**Task directions**. Copy out each of the following lines word for word, omitting the pictures.

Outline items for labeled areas
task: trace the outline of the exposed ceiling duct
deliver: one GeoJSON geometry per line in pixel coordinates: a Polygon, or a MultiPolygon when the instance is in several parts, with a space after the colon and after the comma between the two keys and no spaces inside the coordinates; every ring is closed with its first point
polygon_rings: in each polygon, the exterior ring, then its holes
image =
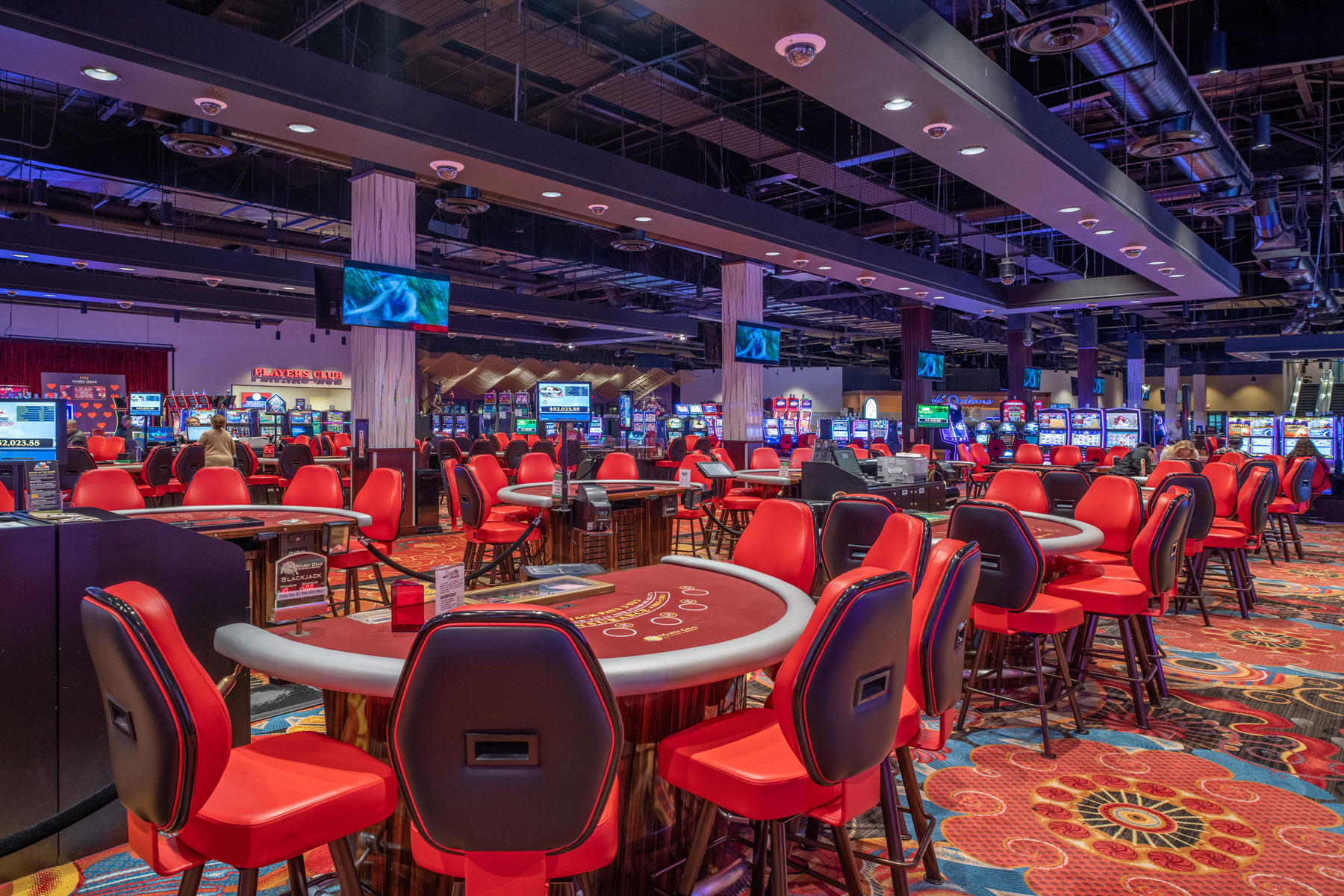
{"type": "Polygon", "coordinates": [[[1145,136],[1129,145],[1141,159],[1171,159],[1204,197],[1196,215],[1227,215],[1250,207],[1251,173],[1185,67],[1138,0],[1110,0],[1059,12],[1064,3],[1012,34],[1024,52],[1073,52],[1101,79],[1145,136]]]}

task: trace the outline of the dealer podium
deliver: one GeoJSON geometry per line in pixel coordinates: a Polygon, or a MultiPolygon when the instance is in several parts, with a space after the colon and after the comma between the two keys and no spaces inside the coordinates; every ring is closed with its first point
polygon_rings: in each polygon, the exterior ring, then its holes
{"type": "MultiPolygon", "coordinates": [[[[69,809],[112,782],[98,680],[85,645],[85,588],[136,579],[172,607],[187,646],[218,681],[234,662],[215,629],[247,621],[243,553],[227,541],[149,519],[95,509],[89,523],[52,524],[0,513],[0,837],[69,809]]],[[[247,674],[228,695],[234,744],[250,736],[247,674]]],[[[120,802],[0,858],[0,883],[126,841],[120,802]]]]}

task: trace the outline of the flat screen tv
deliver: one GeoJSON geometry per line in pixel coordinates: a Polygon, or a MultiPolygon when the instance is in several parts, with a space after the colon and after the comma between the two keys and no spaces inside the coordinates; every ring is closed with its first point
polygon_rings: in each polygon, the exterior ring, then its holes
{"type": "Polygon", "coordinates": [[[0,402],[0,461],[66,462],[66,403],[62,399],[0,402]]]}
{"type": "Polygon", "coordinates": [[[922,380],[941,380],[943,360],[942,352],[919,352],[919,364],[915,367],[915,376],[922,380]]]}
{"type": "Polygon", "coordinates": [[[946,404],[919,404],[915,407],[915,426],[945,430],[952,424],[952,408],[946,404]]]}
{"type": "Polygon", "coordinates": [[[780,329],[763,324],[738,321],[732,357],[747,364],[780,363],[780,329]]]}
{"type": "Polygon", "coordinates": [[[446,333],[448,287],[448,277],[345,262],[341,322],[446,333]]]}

**Expected output**.
task: trace the outline of the exposed ceiling duct
deliver: one GeoJSON geometry per line in pixel coordinates: a Polygon, or a MultiPolygon when the instance is in several parts, with a space after the colon and after the comma between the two keys and no spaces inside the coordinates; every ring is closed with its first point
polygon_rings: in each polygon, the exterior ring, then its holes
image =
{"type": "Polygon", "coordinates": [[[1145,136],[1129,145],[1141,159],[1171,159],[1204,197],[1196,215],[1227,215],[1250,207],[1251,173],[1185,67],[1138,0],[1110,0],[1059,12],[1064,3],[1012,34],[1024,52],[1073,52],[1101,79],[1145,136]]]}

task: trace the outline of the dealer podium
deliver: one GeoJSON geometry per line in pixel coordinates: a Polygon, or a MultiPolygon when the instance is in several parts, with a space after the colon and after the comma between the two keys and no spaces inside the coordinates; every ring is closed with its first point
polygon_rings: in each polygon, the exterior ring, then its holes
{"type": "MultiPolygon", "coordinates": [[[[69,809],[112,782],[98,680],[85,645],[85,588],[136,579],[172,607],[187,646],[218,681],[234,662],[215,629],[247,621],[243,553],[227,541],[149,519],[95,509],[89,523],[52,524],[0,513],[0,837],[69,809]]],[[[247,674],[228,695],[234,744],[250,736],[247,674]]],[[[120,802],[0,858],[0,883],[126,841],[120,802]]]]}

task: trace the outline of the flat screen tv
deliver: one GeoJSON geometry per line in pixel coordinates: a Polygon, or a MultiPolygon when the instance is in several parts, with a space after the colon and after the comma between the two keys and no spaces inside the coordinates; every ring is closed with its first point
polygon_rings: in each polygon, the exterior ring, then its holes
{"type": "Polygon", "coordinates": [[[0,402],[0,461],[66,462],[66,403],[62,399],[0,402]]]}
{"type": "Polygon", "coordinates": [[[922,380],[941,380],[943,360],[942,352],[919,352],[919,364],[915,367],[915,376],[922,380]]]}
{"type": "Polygon", "coordinates": [[[946,404],[919,404],[915,407],[915,426],[945,430],[952,424],[952,408],[946,404]]]}
{"type": "Polygon", "coordinates": [[[780,329],[763,324],[738,321],[732,357],[747,364],[780,363],[780,329]]]}
{"type": "Polygon", "coordinates": [[[446,333],[448,287],[448,277],[345,262],[341,322],[446,333]]]}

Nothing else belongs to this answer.